Keine nichtstaatliche Gruppenverfolgung von Roma im Kosovo; keine extreme allgemeine Gefährdungslage i.S.d. verfassungskonformen Auslegung von § 60 Abs. 7 AufenthG für Roma.

 

Schlagwörter: Serbien und Montenegro, Roma, Kosovo, nichtstaatliche Verfolgung, Gruppenverfolgung, Schutzfähigkeit, Schutzbereitschaft, UNMIK, KFOR, UCK, Versorgungslage, Allgemeine Gefahr, Extreme Gefahrenlage, Erlass, Abschiebungsstopp, Roma-Siedlung, Wohnraum
Normen: AufenthG § 60 Abs. 1; AufenthG § 60 Abs. 7
Auszüge:

Keine nichtstaatliche Gruppenverfolgung von Roma im Kosovo; keine extreme allgemeine Gefährdungslage i.S.d. verfassungskonformen Auslegung von § 60 Abs. 7 AufenthG für Roma.

(Leitsatz der Redaktion)

 

Der Kläger hat keinen Anspruch auf Feststellung der Voraussetzungen eines Abschiebungsverbotes nach § 60 Abs. 1 des Aufenthaltsgesetzes ­ AufenthG ­ vom 30. Juli 2004 (BGBl. I S. 1950).

Aufgabe und Vorgaben: Nennen Sie alle Schlagwörter aus dem Auszug über Roma im Kosovo, die ausschließlich aus Großbuchstaben bestehen.

Auflistung:

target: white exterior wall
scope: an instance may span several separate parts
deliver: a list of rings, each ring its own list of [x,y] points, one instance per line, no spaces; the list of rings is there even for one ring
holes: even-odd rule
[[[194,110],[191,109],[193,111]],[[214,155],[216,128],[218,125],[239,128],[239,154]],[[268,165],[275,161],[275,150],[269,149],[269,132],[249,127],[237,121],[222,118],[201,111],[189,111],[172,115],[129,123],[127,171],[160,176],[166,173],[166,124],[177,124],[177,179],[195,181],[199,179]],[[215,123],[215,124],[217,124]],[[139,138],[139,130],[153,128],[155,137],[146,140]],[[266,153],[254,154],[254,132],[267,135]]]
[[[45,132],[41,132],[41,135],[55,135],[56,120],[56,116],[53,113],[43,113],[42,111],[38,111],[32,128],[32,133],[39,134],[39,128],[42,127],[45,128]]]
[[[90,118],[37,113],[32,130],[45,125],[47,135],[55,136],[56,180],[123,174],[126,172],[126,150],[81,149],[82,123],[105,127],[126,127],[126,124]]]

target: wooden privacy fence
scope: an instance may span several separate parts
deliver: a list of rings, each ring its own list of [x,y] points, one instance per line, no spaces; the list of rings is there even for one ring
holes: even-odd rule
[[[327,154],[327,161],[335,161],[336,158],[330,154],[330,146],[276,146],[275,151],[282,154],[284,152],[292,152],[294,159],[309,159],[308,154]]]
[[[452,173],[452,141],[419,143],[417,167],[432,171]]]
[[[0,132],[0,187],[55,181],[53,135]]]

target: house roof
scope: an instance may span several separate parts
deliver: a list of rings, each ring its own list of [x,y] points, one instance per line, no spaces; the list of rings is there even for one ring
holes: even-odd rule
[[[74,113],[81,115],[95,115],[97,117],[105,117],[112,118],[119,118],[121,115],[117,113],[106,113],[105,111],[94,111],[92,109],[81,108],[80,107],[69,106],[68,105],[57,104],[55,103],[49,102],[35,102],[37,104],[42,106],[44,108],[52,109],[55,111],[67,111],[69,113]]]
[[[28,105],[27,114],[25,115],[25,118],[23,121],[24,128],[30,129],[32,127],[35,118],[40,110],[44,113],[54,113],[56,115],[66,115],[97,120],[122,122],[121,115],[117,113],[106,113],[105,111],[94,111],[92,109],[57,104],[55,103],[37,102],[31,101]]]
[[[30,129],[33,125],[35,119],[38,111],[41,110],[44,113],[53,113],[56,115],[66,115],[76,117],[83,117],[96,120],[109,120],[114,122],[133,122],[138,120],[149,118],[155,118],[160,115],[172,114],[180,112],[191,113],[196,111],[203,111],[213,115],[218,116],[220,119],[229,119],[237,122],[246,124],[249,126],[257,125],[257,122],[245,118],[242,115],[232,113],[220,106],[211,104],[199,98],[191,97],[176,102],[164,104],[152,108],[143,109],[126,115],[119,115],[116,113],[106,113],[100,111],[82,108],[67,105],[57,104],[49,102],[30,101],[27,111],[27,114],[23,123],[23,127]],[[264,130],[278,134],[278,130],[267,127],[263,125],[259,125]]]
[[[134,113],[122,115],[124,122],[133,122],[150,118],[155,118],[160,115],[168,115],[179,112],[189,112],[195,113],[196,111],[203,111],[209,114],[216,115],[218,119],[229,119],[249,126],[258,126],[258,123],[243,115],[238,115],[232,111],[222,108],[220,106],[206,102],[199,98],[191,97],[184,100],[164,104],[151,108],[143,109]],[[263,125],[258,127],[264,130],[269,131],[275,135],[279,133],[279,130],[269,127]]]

Ergebnis der Aufgabe: UNMIK, KFOR, UCK